Bilgi Meselesi

Kelamın bilgi konusuyla ilgilenmesi inanca ilişkin esasları temellendirme, açıklama ve savunma amacına yöneliktir.
Çünkü gerek temel meseleler, yani mesâil üzerine söz söyleyebilmek gerekse bunlar üzerine konuşurken vasıta olarak
kullanılacak hususları ortaya koyabilmek için önce bir şeyleri bilmenin mutlak anlamda mümkün olduğu ispatlanmalıdır.

Kelamcılara göre, varlıkların gerçekten var olduğu reddedilmesi imkânsız bir temel ilke olarak ortaya çıkınca; insanın buvarlıklara dair bilgi sahibi olmasının mümkün olduğunu da zorunlu olarak kabul etmek gerekir.
Bilgi meselesinin kelamcılar tarafından ele alınması, bir yandan da onların konuları sistemli ve metodik biçimde ortaya koyma gayretlerinin tabii sonucudur. Zira kelam, bir anlamda inanç esaslarının sistemleştirilmesidir. Sağlam ve eksiksiz bir sistemden söz edilecekse bunun bir bilgi temelinin yanı sıra kendine özgü bir metodunun olması da gereklidir. Zikredilen gerekçelerle bilgi konusunu ele alan ve öncelikle bilginin imkânı üzerinde duran kelamcılar, daha sonra bilgiyi tanımlamaya ve bilgi elde etme vasıtalarının neler olduğunu tespite yönelmişlerdir.

Toplanan veriler.

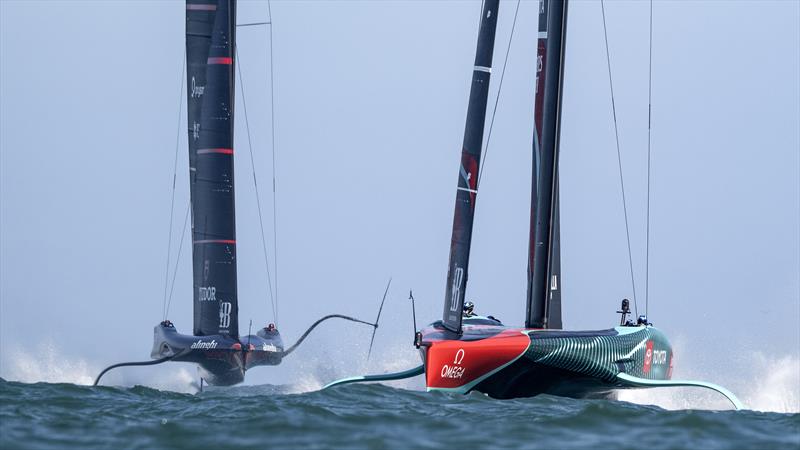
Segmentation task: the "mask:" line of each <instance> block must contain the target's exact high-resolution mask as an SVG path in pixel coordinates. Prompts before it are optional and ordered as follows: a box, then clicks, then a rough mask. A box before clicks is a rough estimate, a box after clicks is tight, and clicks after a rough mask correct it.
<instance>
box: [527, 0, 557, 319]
mask: <svg viewBox="0 0 800 450" xmlns="http://www.w3.org/2000/svg"><path fill="white" fill-rule="evenodd" d="M566 21H567V2H566V1H564V0H550V1H541V2H539V42H538V55H537V61H536V64H537V67H536V100H535V107H534V108H535V110H534V136H533V181H532V185H531V227H530V242H529V253H528V255H529V256H528V298H527V308H526V311H527V313H526V318H525V326H526V327H527V328H553V329H560V328H561V247H560V240H561V239H560V234H561V232H560V226H559V225H560V224H559V199H558V146H559V133H560V125H561V124H560V122H561V117H560V116H561V114H560V109H561V91H562V89H561V85H562V83H563V74H564V70H563V66H564V36H565V33H566Z"/></svg>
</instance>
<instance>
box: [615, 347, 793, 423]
mask: <svg viewBox="0 0 800 450" xmlns="http://www.w3.org/2000/svg"><path fill="white" fill-rule="evenodd" d="M742 360H743V361H747V364H746V365H744V367H739V364H734V363H732V364H734V365H735V366H736V367H735V368H732V369H733V370H725V371H721V370H720V369H719V368H718V367H708V366H706V367H700V368H693V367H688V368H686V370H683V371H681V372H679V373H678V374H676V376H675V378H676V379H678V378H686V379H688V378H692V379H701V380H708V381H712V382H717V383H720V384H722V385H723V386H726V387H728V388H729V389H731V390H732V391H733V392H734V393H735V394H737V395H738V396H739V398H740V399H741V400H742V402H744V404H745V406H746V407H747V409H751V410H754V411H762V412H778V413H798V412H800V358H798V357H797V356H788V355H787V356H777V357H772V356H767V355H764V354H763V353H758V352H754V353H749V354H747V355H746V357H745V358H742ZM726 369H728V368H726ZM720 374H728V375H727V377H723V378H721V379H720ZM619 399H620V400H623V401H627V402H631V403H638V404H650V405H656V406H659V407H661V408H664V409H669V410H682V409H715V410H726V409H730V408H731V405H730V403H729V402H728V401H727V400H725V399H724V398H723V397H722V396H721V395H719V394H716V393H714V392H711V391H707V390H704V389H697V388H659V389H639V390H626V391H621V392H620V393H619Z"/></svg>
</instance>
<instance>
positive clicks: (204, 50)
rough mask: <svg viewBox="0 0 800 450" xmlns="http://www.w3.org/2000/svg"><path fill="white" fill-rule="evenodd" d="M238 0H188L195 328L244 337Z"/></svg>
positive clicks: (187, 94)
mask: <svg viewBox="0 0 800 450" xmlns="http://www.w3.org/2000/svg"><path fill="white" fill-rule="evenodd" d="M235 33H236V2H235V0H187V1H186V67H187V70H186V75H187V87H188V89H187V92H186V94H187V101H188V104H189V106H188V109H187V111H188V125H189V171H190V172H189V179H190V190H191V201H192V262H193V279H194V283H193V284H194V289H193V291H194V334H195V335H197V336H204V335H215V334H223V335H228V336H230V337H233V338H238V337H239V323H238V310H239V307H238V300H237V295H236V294H237V293H236V219H235V209H234V183H233V100H234V58H235V56H236V44H235V42H236V41H235V38H236V36H235Z"/></svg>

Alıştırma hakkında. Okuma metnine göre kelamın bilgi konusuyla ilgilenmesi, inanca ilişkin esaslarla ilgili hangi amaçlara yöneliktir? Hepsini yazın. Bu kayıtların okuma metniyle hiçbir ilgisi yoktur.

Problemin çözümü. İnanca ilişkin esasları temellendirme, açıklama ve savunma.